BEGIN Source passage

1 See, among the many that could be quoted, SC Res 2020 (2011).

2 Incidentally, Chadwick hints at the view that Kidd was more a privateer than a pirate and was executed in 1701 by the British mainly as a scapegoat to show a different attitude with regard to robberies in the Caribbean.

3Est autem ius etiam bellicum fidesque iuris iurandi saepe cum hoste servanda. Quod enim ita iuratum est, ut mens conciperet fieri oportere, id servandum est; quod aliter, id si non fecerit, nullum est periurium. Ut, si praedonibus pactum pro capite pretium non attuleris, nulla fraus sit, ne si iuratus quidem id non feceris; nam pirata non est ex perduellium numero definitus, sed communis hostis omnium; cum hoc nec fides debet nec ius iurandum esse commune.” [“Furthermore, we have laws regulating warfare, and fidelity to an oath must often be observed in dealings with an enemy: for an oath sworn with the clear understanding in one's own mind that it should be performed must be kept; but if there is no such understanding, it does not count as perjury if one does not perform the vow. For example, suppose that one does not deliver the amount agreed upon with pirates as the price of one's life, that would be accounted no deception—not even if one should fail to deliver the ransom after having sworn to do so; for a pirate is not included in the number of lawful enemies, but is the common foe of all the world; and with him there ought not to be any pledged word nor any oath mutually binding.”] Book III, para. 107 (English translation by Walter Miller).

4 Why agreements with my personal enemy should be binding for me and those with everybody's enemy should not? The number of enemies appears to be an incongruous factor. It should be replaced by the much more relevant assumption that agreements with pirates are concluded under threat. Roman jurists at a certain stage of their elaboration reached the conclusion that there are a number of situations that lead to the invalidity of (what today we would call) contracts, including threat. However, this stage probably was achieved after the first century B.C. and, in any case, De officiis is a moral and not a legal dissertation.

5 That is the title of Chapter III of Book I.

6 That is the title of Chapter IV of Book I.

7Piratae omnium mortalium hostes sunt communes. Et itaque negat Cicero, posse cum istis intercedere jura belli.” [“Pirates are the common enemies of all mortals. For this reason Cicero excludes that the law of war applies to them.”] Alberico Gentili, De jure belli libri tres [Three Books on the Law of War], book I, ch. III (1598).

8 Hopefully nobody in Delft will notice the “Leiden-born Hugo Grotius” that can be read at page 85 (a venial sin, as the two Dutch cities are located very closely).

END Source passage
BEGIN Recorded data

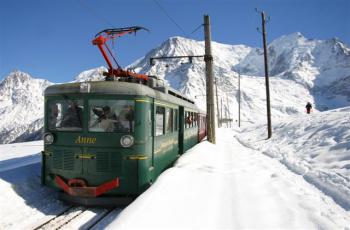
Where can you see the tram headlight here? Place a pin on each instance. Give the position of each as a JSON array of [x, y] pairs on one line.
[[48, 138], [127, 141]]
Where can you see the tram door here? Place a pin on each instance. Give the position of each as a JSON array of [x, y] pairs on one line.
[[181, 129]]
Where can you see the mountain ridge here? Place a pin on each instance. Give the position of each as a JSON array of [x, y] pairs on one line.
[[301, 70]]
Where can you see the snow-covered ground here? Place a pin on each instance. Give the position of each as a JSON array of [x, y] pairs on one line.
[[229, 186], [316, 146], [238, 183]]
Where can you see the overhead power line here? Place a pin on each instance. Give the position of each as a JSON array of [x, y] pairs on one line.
[[95, 14], [171, 19]]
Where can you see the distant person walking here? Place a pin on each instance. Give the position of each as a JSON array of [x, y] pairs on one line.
[[308, 107]]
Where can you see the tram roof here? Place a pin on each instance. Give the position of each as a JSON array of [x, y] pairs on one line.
[[120, 88]]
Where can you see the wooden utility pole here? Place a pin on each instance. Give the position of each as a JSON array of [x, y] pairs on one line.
[[208, 58], [239, 99], [269, 129], [221, 111], [217, 103]]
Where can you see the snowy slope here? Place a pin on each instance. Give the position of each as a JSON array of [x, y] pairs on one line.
[[229, 186], [315, 146], [222, 186], [301, 70], [21, 107]]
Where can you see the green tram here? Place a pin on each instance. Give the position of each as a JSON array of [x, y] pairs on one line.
[[105, 142]]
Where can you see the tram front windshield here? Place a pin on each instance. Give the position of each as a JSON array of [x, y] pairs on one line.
[[111, 116], [104, 115], [65, 115]]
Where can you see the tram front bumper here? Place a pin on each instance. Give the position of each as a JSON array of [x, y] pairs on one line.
[[78, 187]]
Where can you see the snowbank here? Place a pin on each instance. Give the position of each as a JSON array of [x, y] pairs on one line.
[[315, 146], [229, 186]]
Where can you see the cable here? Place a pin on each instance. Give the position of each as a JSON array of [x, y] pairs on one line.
[[91, 10], [196, 29], [166, 13]]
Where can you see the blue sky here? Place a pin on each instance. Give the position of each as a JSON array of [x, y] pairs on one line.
[[51, 39]]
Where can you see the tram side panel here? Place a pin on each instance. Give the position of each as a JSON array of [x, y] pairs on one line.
[[166, 144]]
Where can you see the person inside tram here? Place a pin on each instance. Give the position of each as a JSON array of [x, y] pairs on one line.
[[108, 119], [73, 116]]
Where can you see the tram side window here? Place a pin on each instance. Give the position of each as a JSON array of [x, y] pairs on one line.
[[188, 119], [169, 118], [111, 116], [65, 115], [160, 120], [176, 126], [195, 119]]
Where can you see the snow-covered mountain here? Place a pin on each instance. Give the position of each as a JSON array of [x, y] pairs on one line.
[[21, 107], [301, 70]]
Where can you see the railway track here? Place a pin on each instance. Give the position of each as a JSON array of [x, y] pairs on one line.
[[78, 217]]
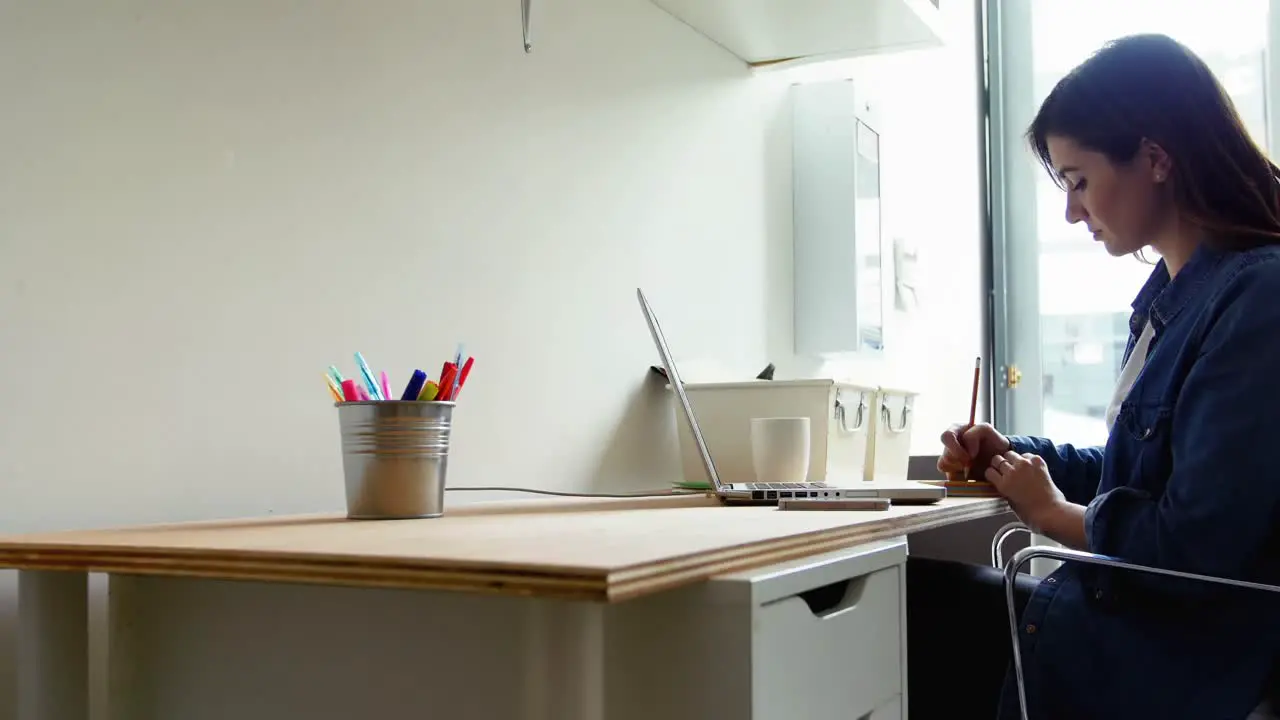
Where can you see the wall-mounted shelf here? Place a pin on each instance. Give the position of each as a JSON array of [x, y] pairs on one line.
[[764, 32]]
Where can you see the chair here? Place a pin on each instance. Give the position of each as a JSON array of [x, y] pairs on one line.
[[1069, 555]]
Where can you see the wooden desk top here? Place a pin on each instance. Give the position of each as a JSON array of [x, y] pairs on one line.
[[581, 548]]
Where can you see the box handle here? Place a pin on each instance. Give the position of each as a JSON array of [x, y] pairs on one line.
[[888, 417], [859, 417], [835, 598]]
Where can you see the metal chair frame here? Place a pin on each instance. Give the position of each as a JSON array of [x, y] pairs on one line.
[[1069, 555]]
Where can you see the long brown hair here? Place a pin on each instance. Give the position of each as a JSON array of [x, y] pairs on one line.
[[1152, 87]]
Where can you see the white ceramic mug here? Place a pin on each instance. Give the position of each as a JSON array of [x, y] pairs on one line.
[[780, 449]]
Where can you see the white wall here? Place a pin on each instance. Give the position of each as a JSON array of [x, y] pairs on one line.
[[205, 204]]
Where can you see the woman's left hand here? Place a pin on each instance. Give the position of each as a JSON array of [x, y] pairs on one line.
[[1024, 481]]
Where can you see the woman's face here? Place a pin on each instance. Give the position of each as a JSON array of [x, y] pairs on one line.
[[1124, 205]]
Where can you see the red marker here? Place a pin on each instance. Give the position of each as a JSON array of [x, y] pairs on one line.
[[447, 382]]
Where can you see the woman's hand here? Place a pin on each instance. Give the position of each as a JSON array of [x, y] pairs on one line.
[[970, 447], [1024, 481]]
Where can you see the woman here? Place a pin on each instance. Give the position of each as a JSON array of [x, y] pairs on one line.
[[1151, 154]]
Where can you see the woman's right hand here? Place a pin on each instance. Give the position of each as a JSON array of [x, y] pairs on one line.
[[970, 447]]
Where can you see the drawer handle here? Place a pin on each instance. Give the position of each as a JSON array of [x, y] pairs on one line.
[[832, 600]]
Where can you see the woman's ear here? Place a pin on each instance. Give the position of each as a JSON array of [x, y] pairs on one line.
[[1155, 160]]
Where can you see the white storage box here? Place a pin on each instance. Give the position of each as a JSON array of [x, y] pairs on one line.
[[840, 417], [890, 449]]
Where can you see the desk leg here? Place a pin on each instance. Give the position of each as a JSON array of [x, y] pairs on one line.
[[563, 664], [53, 646]]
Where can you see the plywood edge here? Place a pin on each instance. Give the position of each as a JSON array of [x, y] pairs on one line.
[[645, 579], [490, 579], [488, 582]]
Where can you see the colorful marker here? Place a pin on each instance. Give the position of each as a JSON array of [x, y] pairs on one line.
[[462, 378], [374, 393], [415, 386], [333, 388]]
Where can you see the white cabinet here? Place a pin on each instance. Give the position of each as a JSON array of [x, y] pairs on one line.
[[821, 638], [772, 31], [837, 258]]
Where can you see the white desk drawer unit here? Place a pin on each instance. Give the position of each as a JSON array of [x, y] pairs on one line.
[[821, 638]]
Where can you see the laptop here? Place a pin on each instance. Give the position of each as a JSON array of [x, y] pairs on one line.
[[758, 492]]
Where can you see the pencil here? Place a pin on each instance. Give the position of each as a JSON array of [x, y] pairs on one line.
[[973, 404], [973, 400]]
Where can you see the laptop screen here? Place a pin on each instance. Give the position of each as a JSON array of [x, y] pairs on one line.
[[679, 386]]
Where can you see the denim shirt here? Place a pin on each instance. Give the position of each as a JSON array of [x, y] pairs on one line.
[[1189, 479]]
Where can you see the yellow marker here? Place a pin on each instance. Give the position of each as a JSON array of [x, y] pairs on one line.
[[333, 388]]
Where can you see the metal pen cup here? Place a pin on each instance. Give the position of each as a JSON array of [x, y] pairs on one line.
[[394, 456]]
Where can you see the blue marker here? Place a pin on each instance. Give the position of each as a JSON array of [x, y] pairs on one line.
[[457, 376], [415, 386], [374, 391]]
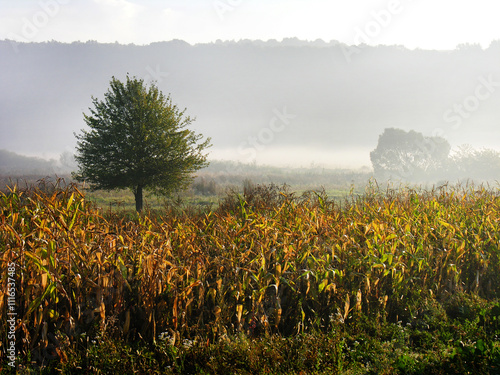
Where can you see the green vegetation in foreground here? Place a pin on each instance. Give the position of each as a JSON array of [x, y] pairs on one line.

END Recorded data

(Your goal): Decide whether each statement agrees with the footnotes on piracy, answering yes or no and quoting the words from the footnotes that settle it: 1. Kidd was executed in 1701. 2. The English translation of the Cicero passage is by Alberico Gentili. 3. De officiis is described as a legal dissertation. The lines have no connection to the text.

(Task solution):
1. Yes: "was executed in 1701 by the British mainly as a scapegoat"
2. No: "English translation by Walter Miller"
3. No: "De officiis is a moral and not a legal dissertation"